- [Short task 1]: Copy out the entries word for word, starting with the line that contains "of the sandal" and running to the end of the entries, with both ends included.

- [Text provided]:
#####

Climate & Environment

    Climate Change

    Extreme Weather Events

AXA Chairs

South Africa

Understanding, Reducing and Managing African Climate Risk

Damaging weather and climate events are felt the world over, but the lower capability to deal with these makes African countries among the most vulnerable to climate change. Moreover, coping strategies must also evolve as the severity and distribution of these hazards change. As the first holder of the successional AXA Research Chair in African Climate Risk, Professor Mark New, Director of the African Climate and Development Initiative (ACDI) at the University of Cape Town, worked with his team to quantify some of these changing risks and their societal consequences.

Attributable change in climate risk

Drought is a pressing issue in southern Africa—one need only think back to Cape Town’s 2018 water crisis to be reminded of the stakes. A major focus of Prof. New’s work has been defining the contribution of human activity to such damaging events in southern Africa, and how that “attributable change” in climate then affects water security. Prof. New compared the simulated drought severity with and without human influence on climate and observed how the attributable change in climate risk propagates through to impacts on the ground.

Taking the Cape Town droughts as a case study, Prof. New showed that a three-fold attributable increase in the likelihood of the rainfall drought translated into a four-fold increase in risk of hydrological drought, which is the change in river flows. While it takes some time for theory to trickle down into practice, these findings could inform the design of more resilient water resource systems.

#####

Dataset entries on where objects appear

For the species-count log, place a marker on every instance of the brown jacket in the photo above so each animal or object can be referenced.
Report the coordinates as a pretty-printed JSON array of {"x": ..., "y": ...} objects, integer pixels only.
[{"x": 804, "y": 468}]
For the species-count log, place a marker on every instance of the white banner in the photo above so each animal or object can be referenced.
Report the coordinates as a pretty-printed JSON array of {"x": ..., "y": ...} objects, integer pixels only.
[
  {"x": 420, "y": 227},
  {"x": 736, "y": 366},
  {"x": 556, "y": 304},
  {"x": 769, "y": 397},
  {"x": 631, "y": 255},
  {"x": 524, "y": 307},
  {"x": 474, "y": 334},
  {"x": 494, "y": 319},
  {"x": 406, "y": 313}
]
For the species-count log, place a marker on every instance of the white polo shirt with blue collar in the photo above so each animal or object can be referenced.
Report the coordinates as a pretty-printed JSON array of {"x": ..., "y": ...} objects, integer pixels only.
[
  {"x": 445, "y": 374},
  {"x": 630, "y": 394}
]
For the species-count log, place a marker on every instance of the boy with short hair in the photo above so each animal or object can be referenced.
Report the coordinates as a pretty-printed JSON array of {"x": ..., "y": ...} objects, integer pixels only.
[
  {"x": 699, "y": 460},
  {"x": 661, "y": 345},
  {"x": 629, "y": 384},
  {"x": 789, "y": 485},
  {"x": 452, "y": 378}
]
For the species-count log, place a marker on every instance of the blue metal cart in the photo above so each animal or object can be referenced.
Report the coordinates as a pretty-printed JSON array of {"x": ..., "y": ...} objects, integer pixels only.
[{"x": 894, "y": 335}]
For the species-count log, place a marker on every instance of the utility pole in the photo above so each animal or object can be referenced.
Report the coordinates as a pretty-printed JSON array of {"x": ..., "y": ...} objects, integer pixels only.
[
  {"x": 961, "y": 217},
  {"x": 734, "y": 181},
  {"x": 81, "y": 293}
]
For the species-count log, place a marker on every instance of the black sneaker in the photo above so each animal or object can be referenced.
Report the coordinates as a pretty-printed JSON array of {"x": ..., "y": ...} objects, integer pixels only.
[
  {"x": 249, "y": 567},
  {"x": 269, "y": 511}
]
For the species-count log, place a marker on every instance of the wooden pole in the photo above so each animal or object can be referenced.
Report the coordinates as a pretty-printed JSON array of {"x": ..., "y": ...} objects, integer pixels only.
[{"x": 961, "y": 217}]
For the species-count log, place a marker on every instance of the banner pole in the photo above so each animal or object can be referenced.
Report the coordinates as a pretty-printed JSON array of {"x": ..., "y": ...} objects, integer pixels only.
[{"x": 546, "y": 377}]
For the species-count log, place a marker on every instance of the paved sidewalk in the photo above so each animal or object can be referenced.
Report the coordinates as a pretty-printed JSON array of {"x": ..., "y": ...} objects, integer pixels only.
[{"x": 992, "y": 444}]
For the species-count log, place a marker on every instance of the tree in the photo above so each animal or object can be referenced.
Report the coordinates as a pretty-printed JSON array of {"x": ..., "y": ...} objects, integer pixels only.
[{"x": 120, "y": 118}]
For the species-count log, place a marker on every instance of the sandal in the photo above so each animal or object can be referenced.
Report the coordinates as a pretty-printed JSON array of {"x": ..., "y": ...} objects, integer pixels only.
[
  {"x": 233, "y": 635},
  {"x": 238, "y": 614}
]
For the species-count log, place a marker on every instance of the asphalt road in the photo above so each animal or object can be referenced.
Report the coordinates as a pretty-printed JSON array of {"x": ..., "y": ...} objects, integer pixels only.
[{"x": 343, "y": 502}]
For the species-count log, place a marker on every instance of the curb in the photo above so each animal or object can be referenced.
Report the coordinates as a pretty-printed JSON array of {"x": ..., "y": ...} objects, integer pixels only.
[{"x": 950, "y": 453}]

#####

- [Short task 2]:
Answer these questions from the text on African climate risk:
(a) In what year did Cape Town's water crisis take place?
(b) Which initiative does Professor Mark New direct?
(c) What increase in the risk of hydrological drought did Prof. New find in the Cape Town droughts?

- [Full response 1]:
For the species-count log, place a marker on every instance of the sandal in the photo above so each animal or object can be referenced.
Report the coordinates as a pretty-printed JSON array of {"x": ..., "y": ...} objects, integer pixels only.
[
  {"x": 233, "y": 635},
  {"x": 238, "y": 614}
]
For the species-count log, place a marker on every instance of the asphalt road in the photo above so each animal or object can be referenced.
Report the coordinates as a pretty-printed JSON array of {"x": ..., "y": ...} objects, integer pixels only.
[{"x": 343, "y": 502}]
For the species-count log, place a marker on every instance of the curb in the photo above so each animal or object can be referenced.
Report the coordinates as a pretty-printed JSON array of {"x": ..., "y": ...} objects, integer pixels only.
[{"x": 950, "y": 453}]

- [Full response 2]:
(a) 2018
(b) The African Climate and Development Initiative (ACDI) at the University of Cape Town
(c) A four-fold increase